## AIM
Please quote the listing word for word, from the line with "Objective — one dot per instance of the pale" up to and including the line with "[[181, 879], [472, 722]]".

============

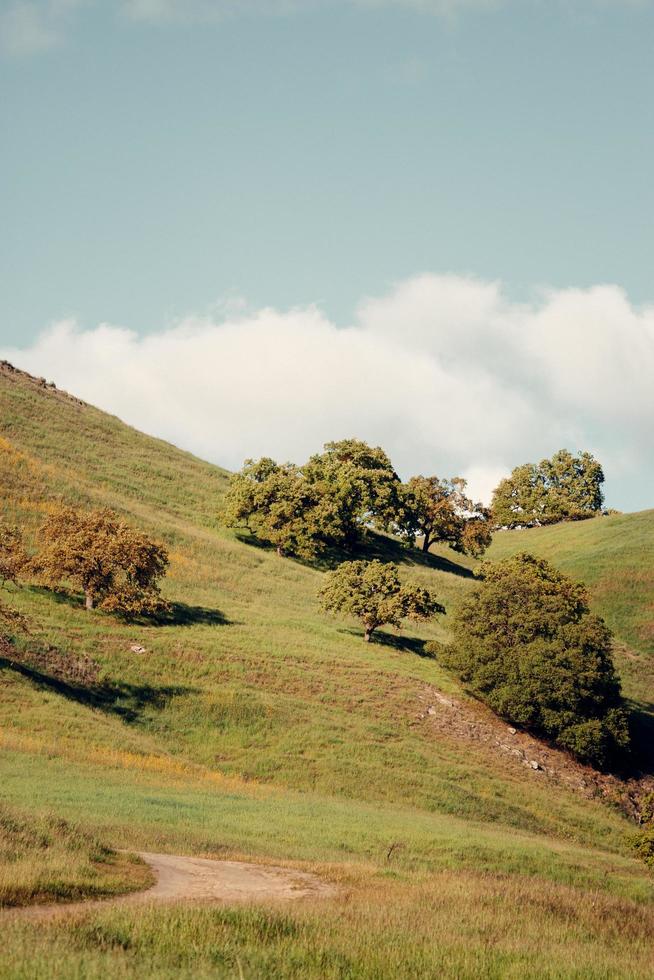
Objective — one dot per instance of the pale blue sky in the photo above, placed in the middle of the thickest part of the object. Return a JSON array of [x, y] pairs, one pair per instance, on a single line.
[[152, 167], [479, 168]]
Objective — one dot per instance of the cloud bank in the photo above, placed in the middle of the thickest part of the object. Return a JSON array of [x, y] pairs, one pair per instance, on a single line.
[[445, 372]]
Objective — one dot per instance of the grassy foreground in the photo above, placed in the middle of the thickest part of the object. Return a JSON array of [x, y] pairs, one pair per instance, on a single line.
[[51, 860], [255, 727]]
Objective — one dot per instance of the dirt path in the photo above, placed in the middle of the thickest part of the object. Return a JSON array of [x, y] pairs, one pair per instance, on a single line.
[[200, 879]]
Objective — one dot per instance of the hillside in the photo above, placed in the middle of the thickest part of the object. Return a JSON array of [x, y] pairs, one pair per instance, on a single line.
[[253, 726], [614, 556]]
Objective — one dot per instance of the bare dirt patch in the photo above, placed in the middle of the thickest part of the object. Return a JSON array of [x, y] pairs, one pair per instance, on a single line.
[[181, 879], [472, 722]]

============

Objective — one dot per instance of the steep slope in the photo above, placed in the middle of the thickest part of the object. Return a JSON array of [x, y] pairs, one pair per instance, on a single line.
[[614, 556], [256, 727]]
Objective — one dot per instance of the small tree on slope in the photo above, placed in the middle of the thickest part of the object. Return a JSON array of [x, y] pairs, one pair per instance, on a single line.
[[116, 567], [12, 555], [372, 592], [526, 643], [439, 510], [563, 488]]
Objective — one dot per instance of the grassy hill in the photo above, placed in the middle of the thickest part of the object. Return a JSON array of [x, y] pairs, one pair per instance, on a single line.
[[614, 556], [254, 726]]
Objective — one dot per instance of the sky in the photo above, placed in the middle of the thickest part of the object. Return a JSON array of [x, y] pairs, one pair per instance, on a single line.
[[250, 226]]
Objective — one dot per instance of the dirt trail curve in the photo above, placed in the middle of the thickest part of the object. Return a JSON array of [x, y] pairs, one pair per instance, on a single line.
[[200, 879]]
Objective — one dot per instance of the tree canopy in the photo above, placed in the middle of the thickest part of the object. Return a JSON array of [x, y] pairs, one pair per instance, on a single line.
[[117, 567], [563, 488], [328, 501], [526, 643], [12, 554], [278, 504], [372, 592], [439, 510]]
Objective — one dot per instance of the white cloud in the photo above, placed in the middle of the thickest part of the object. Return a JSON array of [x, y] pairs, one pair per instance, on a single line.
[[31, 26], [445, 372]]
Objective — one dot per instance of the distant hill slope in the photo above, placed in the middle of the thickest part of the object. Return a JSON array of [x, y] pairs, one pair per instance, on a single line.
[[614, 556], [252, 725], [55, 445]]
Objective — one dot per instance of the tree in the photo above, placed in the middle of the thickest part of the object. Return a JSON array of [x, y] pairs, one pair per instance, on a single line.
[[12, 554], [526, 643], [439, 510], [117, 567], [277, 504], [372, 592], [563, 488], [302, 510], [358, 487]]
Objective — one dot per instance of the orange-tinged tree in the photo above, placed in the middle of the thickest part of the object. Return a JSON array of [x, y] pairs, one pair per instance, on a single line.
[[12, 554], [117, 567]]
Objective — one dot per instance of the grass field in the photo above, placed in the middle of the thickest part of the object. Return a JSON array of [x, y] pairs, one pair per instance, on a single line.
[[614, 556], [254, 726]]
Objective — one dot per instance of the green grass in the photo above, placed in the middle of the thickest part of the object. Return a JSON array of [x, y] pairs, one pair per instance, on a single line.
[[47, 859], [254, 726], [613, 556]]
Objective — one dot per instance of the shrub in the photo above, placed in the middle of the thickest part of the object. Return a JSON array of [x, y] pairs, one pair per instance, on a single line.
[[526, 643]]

============

## COMPLETED TASK
Objective — one dot per instance of the pale blue sky in the photo above, placed in the middle of the thickest part of the object. Return a JSON array of [x, y] pairs, one pair per instance, on a single line.
[[152, 167], [479, 168]]
Objective — one dot per instance of the cloud bank in the photo above, placed in the middle of the thickest part of the object. Return a JSON array of [x, y] pairs, one pair per instance, on a single line.
[[445, 372]]
Objective — one dot per instance of the grassy foreground in the photo above, placed in the middle of the thickest part of the object. Return a JSON array of [x, y] pairs, one pair per instance, on a single line.
[[51, 860], [255, 727]]
Objective — one dot per instance of the dirt path in the photo above, placed in the middle of the thickest part of the object. Return a JSON array of [x, y] pairs, one pair per instance, on a single line.
[[200, 879]]
Objective — one dot per instance of the hillside in the photo above, placed in the middle of the thickest part of the object. Return a JSON array of [x, y] pairs, one pair per instance, on a single line.
[[253, 726], [614, 556]]
Objective — one dot per instance of the bare dirt patch in the photo above, placed in the middle of the thickest part of the object. Return a JSON array of [x, y] pairs, one pair per instance, on a single line.
[[181, 879], [472, 722]]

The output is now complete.